==== Testo fornito

Scrivere un’opera prima può essere un’impresa titanica. Per molti artisti emergenti, la via più immediata è quella dell’autobiografia: partire da sé per sondare le crepe di una generazione, di un’epoca, di un’identità collettiva. Stupido Unicorno – ultimo approdo del percorso autoriale di Tobia Rossi – gioca con questo modello, lo imita, lo sovverte. In scena c’è una prima persona, Igor, scritta da Rossi e interpretata da Umberto Petranca: una voce che si presenta come autentica, ma che è finzione dichiarata, pura costruzione narrativa.
Attore trentenne e omosessuale, Igor sfrutta l’occasione del Fringe milanese per testare davanti al pubblico la proposta di una serie “alla Netflix” ispirata alla propria vita, che spera di vendere a un produttore. Il prato che circonda le assi di legno del Cascinet, nel verde del quartiere Ortica, si trasforma così in una sala di montaggio a cielo aperto. Il racconto procede con la precisione sintattica di uno storyboard, avanzando per stacchi, close-up, jump cut, flashback.
Su questa grammatica frammentaria da linguaggio audiovisivo, si innesta la vicenda personale della voce narrante: reduce da una rottura sentimentale, Igor viene convinto con uno stratagemma dalla madre a lasciare Milano per tornare nel proprio paese d’origine. Lì incontra Eros, giovane universitario che lo coinvolge nell’allestimento del presepe vivente. Ma il ritorno nella casa d’infanzia innesca anche un viaggio a ritroso nella memoria, facendo riaffiorare ricordi legati al rapporto irrisolto con il padre e ai primi passi nel mondo dello spettacolo.
La drammaturgia di Rossi è centrifuga e famelica. Si muove tra traiettorie eterogenee – il dolore della solitudine, l’ansia dell’invecchiamento, il desiderio di successo, il disincanto verso il mondo artistico – componendo un mosaico sfaccettato, ma volutamente irrisolto. I temi emergono, si sfiorano e poi si disperdono, un po’ come in un campo lungo alla Orson Welles: lo sguardo resta ampio, sfuggente, più evocativo che analitico. Del resto, ci ricorda Igor, si tratta solo del teaser del pilot della sua serie tv: uno sguardo veloce, distratto, tipico della fruizione compulsiva promossa dalle piattaforme di streaming.
Dal groviglio narrativo emergono due fili portanti. Il primo riguarda il ritorno alla terra d’origine: costretto a rientrare in paese, l’attore riscopre nella tradizione del presepe vivente un gesto collettivo, un modo per stare insieme e riconoscersi come parte di una comunità. In quel contesto si apre una possibilità diversa: smettere di cercare di distinguersi a ogni costo, e iniziare invece a desiderare un posto a cui appartenere.

========

# Consegna A
Rispondi a queste domande sul testo dedicato a Stupido Unicorno:
(i) Quale attore interpreta Igor?
(ii) In quale quartiere di Milano si trova il Cascinet?
(iii) Chi incontra Igor nel paese d'origine, e in quale allestimento lo coinvolge?
# Consegna B
Scrivi il seguito del testo su Stupido Unicorno, riprendendo subito dopo l'ultima frase riportata.

==== Dati registrati

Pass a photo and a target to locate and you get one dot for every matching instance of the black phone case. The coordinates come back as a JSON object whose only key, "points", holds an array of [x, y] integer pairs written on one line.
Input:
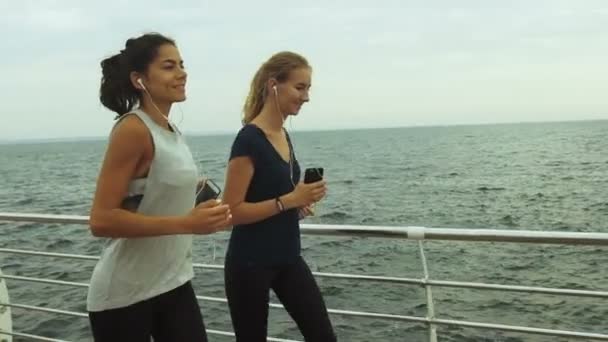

========

# Risposta A
(i) Umberto Petranca.
(ii) Nel quartiere Ortica.
(iii) Incontra Eros, un giovane universitario, che lo coinvolge nell'allestimento del presepe vivente.

# Risposta B
Il secondo asse è invece quello dell’io istrionico, performativo, a tratti narcisistico. Sin da bambino, quando è stato ospite in un celebre programma televisivo, Igor è cresciuto inseguendo il bisogno di compiacere ed essere apprezzato, come se la fama e il successo servissero a giustificare la sua presenza nel mondo. Sotto lo scintillio dell’ambizione, si muove un desiderio più profondo: essere visto, desiderato, riconosciuto come “unico” – come un unicorno.
Il finale suggerisce una svolta: deciso a mettere da parte la propria individualità, Igor sceglie di restare in paese per collaborare alla realizzazione del presepe vivente. Subito dopo, però, esce di scena attraversando il pubblico in monopattino, con zaino in spalla e casco in testa. Torna a Milano, dove l’indomani lo aspetta il colloquio con il produttore. Non ha rinunciato all’ambizione di trasformare la propria vita in una sceneggiatura: lungi dall’essersi dissolta, la volontà di distinguersi si è semplicemente travestita da storytelling, la forma più accettabile (e commerciabile) del narcisismo contemporaneo. Con Stupido Unicorno, Rossi e Petranca raccontano una società cresciuta sotto la promessa, e poi sotto la pressione, di essere eccezionale. Una generazione che fatica a disincagliarsi dal bisogno di apparire. È possibile davvero smettere di desiderare di essere speciali? O vogliamo solo che qualcuno ci produca?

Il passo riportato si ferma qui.